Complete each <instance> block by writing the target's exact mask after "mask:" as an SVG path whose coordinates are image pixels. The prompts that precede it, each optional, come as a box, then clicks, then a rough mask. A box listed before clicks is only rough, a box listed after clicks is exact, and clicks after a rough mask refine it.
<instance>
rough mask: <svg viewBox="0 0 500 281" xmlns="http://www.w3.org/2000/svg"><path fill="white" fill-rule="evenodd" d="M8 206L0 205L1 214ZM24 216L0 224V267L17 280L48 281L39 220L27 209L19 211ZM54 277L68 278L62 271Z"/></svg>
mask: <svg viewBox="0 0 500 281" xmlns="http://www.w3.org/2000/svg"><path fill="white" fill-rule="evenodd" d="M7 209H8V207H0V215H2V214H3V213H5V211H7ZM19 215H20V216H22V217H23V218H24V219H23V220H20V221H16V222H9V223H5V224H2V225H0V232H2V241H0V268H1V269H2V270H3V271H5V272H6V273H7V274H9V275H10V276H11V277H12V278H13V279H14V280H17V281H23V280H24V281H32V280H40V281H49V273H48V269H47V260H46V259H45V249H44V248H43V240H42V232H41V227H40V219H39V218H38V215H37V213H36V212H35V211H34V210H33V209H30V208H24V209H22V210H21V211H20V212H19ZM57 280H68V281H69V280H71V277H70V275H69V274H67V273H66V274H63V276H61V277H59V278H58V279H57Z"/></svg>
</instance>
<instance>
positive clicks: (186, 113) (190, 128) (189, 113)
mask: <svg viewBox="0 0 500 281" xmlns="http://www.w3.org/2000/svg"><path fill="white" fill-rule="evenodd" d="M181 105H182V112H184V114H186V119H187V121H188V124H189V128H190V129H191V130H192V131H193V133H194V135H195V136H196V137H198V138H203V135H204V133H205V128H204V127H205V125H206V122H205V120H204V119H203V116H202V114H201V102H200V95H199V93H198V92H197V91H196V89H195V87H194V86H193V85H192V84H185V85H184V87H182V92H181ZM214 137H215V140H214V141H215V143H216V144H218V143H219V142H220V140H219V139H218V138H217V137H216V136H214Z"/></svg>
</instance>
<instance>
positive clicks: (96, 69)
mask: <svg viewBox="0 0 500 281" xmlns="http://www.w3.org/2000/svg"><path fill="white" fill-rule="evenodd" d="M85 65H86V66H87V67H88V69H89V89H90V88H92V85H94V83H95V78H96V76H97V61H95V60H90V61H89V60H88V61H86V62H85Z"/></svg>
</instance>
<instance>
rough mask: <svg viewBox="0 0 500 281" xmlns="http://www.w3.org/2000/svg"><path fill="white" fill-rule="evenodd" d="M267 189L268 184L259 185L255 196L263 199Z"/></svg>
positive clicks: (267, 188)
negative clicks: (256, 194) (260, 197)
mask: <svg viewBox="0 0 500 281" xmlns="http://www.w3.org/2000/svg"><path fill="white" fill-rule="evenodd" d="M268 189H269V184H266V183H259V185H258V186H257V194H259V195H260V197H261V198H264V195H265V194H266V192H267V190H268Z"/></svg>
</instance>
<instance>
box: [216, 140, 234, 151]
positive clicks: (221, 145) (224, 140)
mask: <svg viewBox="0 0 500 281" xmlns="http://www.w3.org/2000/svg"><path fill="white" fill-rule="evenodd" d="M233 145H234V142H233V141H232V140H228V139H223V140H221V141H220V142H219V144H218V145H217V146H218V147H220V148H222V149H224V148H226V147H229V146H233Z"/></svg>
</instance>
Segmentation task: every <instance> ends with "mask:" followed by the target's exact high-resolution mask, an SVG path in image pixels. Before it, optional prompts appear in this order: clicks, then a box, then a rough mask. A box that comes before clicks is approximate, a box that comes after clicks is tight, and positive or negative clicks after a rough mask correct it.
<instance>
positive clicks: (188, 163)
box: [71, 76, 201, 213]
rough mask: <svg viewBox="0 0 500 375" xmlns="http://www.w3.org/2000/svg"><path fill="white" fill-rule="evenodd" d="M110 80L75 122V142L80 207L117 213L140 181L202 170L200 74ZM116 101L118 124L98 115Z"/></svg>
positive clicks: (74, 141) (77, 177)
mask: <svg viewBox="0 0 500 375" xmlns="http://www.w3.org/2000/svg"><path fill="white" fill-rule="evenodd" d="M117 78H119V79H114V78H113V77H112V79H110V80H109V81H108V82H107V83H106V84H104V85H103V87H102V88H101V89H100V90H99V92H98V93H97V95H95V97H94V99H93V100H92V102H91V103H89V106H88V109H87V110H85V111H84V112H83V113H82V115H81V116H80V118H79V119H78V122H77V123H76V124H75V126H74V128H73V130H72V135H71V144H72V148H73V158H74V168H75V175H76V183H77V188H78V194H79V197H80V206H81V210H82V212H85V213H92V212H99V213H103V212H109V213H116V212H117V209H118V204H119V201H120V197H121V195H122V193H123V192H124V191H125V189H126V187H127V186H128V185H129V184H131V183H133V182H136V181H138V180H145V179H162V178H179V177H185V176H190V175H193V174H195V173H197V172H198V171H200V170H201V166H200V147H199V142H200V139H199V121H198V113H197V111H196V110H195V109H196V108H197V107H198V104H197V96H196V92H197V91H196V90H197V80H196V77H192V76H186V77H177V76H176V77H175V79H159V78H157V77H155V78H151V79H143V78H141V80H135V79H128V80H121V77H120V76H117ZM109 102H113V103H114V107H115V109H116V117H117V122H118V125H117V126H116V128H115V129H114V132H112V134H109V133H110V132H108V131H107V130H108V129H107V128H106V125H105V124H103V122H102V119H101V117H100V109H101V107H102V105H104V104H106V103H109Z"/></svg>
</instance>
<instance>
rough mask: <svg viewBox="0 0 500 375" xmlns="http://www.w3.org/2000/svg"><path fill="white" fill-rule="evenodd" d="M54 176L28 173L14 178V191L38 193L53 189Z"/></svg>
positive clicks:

== DESCRIPTION OF THE TASK ==
Read through the material above, and whenever a line contains "exact", copy it.

== ANSWER TO THIS PROBLEM ==
Complete each <instance> block by writing the target's exact mask after "mask:" as an SVG path whose coordinates are image pixels. The prompts that precede it, each optional, come as a box, then clicks, then a rough mask. A box listed before clicks is only rough, a box listed after clicks is exact, and clicks after a rough mask refine it.
Segmentation task: every <instance> ends with "mask:" followed by the target's exact high-resolution mask, an SVG path in image pixels. Before it, optional prompts appear in this order: clicks, then a box, then a rough mask. A box that comes before clicks is approximate, a box that comes after clicks is tight, and positive or negative clicks after a rough mask correct it.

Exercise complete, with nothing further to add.